▸ Prompt A
From the book recommendations, print the passage that begins at the words "The Nine Tailors" and stops after the words "is a crime.".

▸ Page text
(begin)

Brown by Håkon Øvreås

“Brown has this mostly realistic but slightly magical, totally mundane but kind of absurd feeling to it, that reminds me of Roald Dahl’s stories!” – Lisa, Kids Room

Rusty is having a tough time. His family moved, his grandfather died, and now the local bullies are wrecking his fort! He finds some paint, gathers an all-brown outfit, and becomes BROWN, a superhero who… paints things brown. Can Brown and the other Guardians of the Fort get even, without getting in trouble?

The Story of Arthur Truluv by Elizabeth Berg

“I loved this short, sweet, well-written book! It is a feel-good book that will make you smile, and the book reminded me of the essential goodness of people. It was a perfect book for the quarantine, and I am looking forward to reading Elizabeth Berg’s next two books in the series.” – Nancy, Adult & Teen Services

Arthur Truluv is a kindhearted, lonely widower who meets Maddy, a troubled teen with a difficult family life, at the cemetery where Arthur’s wife is buried. Arthur and Maddy, along with Arthur’s eccentric neighbor, Lucille, form a friendship and then a family.

The Nine Tailors by Dorothy L. Sayers

“A classic English mystery, with an eccentric detective, arcane clues, and much ado about bells. It’s like the Moby Dick of bells!” – Fred, Adult & Teen Services

Amateur sleuth Lord Peter Wimsey is pressed into service as a bell ringer in Fenchurch St. Paul when an influenza epidemic decimates the town. But what happens next in the quaint old English village is a crime.

(end)

▸ Prompt B
Rewrite the entries below with "white" changed to "gray" everywhere it occurs, leaving everything else unchanged.

▸ Task material

(begin)

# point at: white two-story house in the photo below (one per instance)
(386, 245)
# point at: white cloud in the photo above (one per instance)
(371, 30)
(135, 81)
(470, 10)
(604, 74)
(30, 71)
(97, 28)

(end)

▸ Exercise answer A
The Nine Tailors by Dorothy L. Sayers

“A classic English mystery, with an eccentric detective, arcane clues, and much ado about bells. It’s like the Moby Dick of bells!” – Fred, Adult & Teen Services

Amateur sleuth Lord Peter Wimsey is pressed into service as a bell ringer in Fenchurch St. Paul when an influenza epidemic decimates the town. But what happens next in the quaint old English village is a crime.

▸ Exercise answer B
# point at: gray two-story house in the photo below (one per instance)
(386, 245)
# point at: gray cloud in the photo above (one per instance)
(371, 30)
(135, 81)
(470, 10)
(604, 74)
(30, 71)
(97, 28)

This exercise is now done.